The Other Side of Lost…

Chris Anderson is a naturalist who writes a blog,  MidWestBushCraft.  He posted a recent item on a search and rescue situation he was involved in.  Without claiming any specific search and rescue expertise – I think he provides sound advice worth noting.  Chris kindly provided permission to re-post his report.  You can read his original full article here.

Situation Report-Tuesday, Dec. 28th 2010 4:45 PM
Temperature: 22 Deg. F
Substrate:snow/light powder, approximately 2′
Physical description: Female, average build, 5’4″, blonde, wearing light blue jacket
Became separated from group of 6 cross country skiers while visiting 300+ acre woodland reserve in urban area…

Most of my day was pretty mundane, some program planning, some research, answering phone calls about injured Kestrels, renting out snowshoes, roof raking the nature center in preparation of some freezing rain in the forecast, helped a young couple get over their fear of snakes, the usual 9-to-5 type stuff.

I was wrapping everything up, and stowing away some of the last snowshoes returned at the end of the day when I looked up to see a coworker talking to two other women on the trail that leads to the parking lot.  Sound travels fairly well when it is cold, and the ground is covered with snow so I picked up bits and pieces of the conversation even at close to 100 yards distance.  Something about “She’s wearing a blue jacket… on skis… was right in front of me… separated somehow…”

My co-worker came a ways back down the hill and related to me that a family had been out skiing on our trails when one of their daughters became separated from the group and the family, with help of some other hikers were out looking for her.  While my coworker came to tell me this the women she was speaking to turned and went back up the hill towards the parking lot.  I hopped in my truck and headed up the access road that leads from the nature center to the main parking lot and there I saw the two women I had seen before and another woman in a light blue jacket on cross-country skis.

Since I was officially done for the day, and the woman in the blue coat was found, I thought about just continuing on home, but I didn’t.  I stopped my truck and walked down and asked “Everybody found now?” to which a very worried looking woman replied “No, my daughter is still lost”.

◆ ◆ ◆ ◆ ◆ ◆ ◆

Carry on the search-and-rescue account above, starting after its final sentence.

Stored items
◆ ◆ ◆ ◆ ◆ ◆ ◆

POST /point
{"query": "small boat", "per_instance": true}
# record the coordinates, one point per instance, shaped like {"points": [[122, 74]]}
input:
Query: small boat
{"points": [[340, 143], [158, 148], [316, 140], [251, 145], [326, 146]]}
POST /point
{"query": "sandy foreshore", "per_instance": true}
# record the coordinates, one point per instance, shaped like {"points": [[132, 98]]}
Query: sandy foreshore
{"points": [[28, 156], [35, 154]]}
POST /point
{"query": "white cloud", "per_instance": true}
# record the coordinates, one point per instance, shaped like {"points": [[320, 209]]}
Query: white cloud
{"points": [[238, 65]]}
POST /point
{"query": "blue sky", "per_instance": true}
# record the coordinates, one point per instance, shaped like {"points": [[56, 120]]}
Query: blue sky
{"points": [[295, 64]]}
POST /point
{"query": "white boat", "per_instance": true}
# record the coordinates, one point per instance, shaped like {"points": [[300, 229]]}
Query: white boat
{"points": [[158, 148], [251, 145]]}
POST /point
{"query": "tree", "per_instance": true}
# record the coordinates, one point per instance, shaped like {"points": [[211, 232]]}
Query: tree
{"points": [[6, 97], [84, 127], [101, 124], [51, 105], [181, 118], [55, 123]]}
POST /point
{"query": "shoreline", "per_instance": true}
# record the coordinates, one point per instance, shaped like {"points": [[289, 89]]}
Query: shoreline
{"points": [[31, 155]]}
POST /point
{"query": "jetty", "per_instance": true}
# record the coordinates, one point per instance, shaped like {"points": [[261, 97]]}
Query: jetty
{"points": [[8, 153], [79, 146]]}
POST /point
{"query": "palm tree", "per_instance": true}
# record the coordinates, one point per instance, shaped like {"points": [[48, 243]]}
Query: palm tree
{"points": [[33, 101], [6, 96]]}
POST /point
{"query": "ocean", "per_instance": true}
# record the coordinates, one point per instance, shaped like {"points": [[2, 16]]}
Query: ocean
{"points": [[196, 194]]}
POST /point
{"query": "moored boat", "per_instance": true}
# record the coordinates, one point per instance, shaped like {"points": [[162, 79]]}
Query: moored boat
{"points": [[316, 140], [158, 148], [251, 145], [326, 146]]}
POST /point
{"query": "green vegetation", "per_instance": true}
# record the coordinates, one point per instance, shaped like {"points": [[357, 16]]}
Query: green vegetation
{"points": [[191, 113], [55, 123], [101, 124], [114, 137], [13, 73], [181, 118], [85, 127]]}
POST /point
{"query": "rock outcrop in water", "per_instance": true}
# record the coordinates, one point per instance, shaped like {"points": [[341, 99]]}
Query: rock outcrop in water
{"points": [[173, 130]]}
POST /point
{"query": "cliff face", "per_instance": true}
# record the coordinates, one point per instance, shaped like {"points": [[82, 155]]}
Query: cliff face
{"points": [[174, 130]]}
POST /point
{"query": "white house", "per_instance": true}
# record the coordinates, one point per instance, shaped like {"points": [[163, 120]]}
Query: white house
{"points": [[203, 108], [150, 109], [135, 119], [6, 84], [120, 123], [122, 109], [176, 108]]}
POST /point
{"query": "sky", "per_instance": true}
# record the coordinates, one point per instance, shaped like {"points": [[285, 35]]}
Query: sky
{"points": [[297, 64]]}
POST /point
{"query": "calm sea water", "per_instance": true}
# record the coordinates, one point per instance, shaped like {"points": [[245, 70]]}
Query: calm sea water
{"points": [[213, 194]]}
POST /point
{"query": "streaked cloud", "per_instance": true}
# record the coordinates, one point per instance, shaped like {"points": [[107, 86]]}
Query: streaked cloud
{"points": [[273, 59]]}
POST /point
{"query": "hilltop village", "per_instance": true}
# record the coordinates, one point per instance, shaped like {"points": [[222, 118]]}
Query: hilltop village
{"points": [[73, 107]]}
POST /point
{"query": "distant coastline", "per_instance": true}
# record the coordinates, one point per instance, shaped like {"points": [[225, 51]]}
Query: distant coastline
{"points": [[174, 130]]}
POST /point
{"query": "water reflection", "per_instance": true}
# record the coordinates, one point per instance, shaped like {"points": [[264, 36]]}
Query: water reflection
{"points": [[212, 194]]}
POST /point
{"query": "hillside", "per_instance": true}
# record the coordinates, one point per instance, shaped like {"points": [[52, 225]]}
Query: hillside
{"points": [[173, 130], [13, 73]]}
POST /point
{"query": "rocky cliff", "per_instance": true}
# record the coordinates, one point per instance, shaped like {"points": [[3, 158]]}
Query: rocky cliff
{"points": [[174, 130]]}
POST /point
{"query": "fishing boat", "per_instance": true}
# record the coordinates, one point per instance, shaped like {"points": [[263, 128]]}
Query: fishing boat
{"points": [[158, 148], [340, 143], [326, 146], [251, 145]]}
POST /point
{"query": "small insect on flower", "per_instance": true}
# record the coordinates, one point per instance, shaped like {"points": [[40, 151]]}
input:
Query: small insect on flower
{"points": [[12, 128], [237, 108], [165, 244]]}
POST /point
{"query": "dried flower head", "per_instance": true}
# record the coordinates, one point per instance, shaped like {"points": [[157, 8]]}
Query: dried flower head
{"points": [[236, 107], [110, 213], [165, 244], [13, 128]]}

◆ ◆ ◆ ◆ ◆ ◆ ◆

Answer:
Turns out the women in the blue coat was the lost woman’s sister.  The mother explained that the family, six in all, had been out skiing.  Being of different skiing abilities the group had become spread out on the trail.  The woman who was lost had been somewhere in the middle of the group and it was assumed that she had taken a wrong turn that led her away from the rest of the group.

After a few questions and some clarifications of directions I had a fairly good mental picture of where the group had been skiing, and a plausible mental scenario as to where the missing women might be. I followed a set of protocol I have developed through personal experience an some training, grabbed snowshoes, and took off to where I thought I might find the missing woman. Which brings me to my inspiration for this post…

Coordinating Initial Search & Rescue (S&R Triage)

Am I an expert at S&R?  By no means, no.  I have however done a few, and I learned a lot about what needs to be done initially to get things rolling and hopefully find the person(s) fast because time can be of the essence.

Remain calm and appear confident:

When you find yourself in a situation where you are assisting someone else in searching for a missing person you must at least appear clam and confident.  Whomever you are assisting will likely be on the verge of panic (even if they don’t show it).  Your relaxed demeanor will help to calm the people you are assisting.

Establish lines of communication:

It is important to exchange cell numbers (and to find out if the person you are looking for has a phone).  You’d be surprised how many people don’t even think to call the person’s phone.  Maybe they don’t realize they are lost yet and are just having an enjoyable time outdoors.  Don’t bother getting everyone numbers, exchange yours with one or two member of the party.  Now you can relay communications with developments as you go along.

While you are exchanging numbers find out what the missing persons name and what they are wearing (ask in the present tense i.e. “What are they wearing?” not “What were they wearing?”).  Find out there approximate height, weight, and footwear.  Why foot wear?  If there is a good substrate, and you have tracking skills you can get a pretty good idea of what tracks to look for which can help with your search.

Establish last point of contact:

Find out where the person was last seen if they were part of a group.  You may be able to find their specific tracks and follow them.  DON’T WALK ON THEIR TRACKS!!! Walk to the side so if you lose the trail you can go back and pick it up.  If they were not part of a group find out if there was a trail they used a lot, or a circuit they liked to follow.  People are creatures of habit.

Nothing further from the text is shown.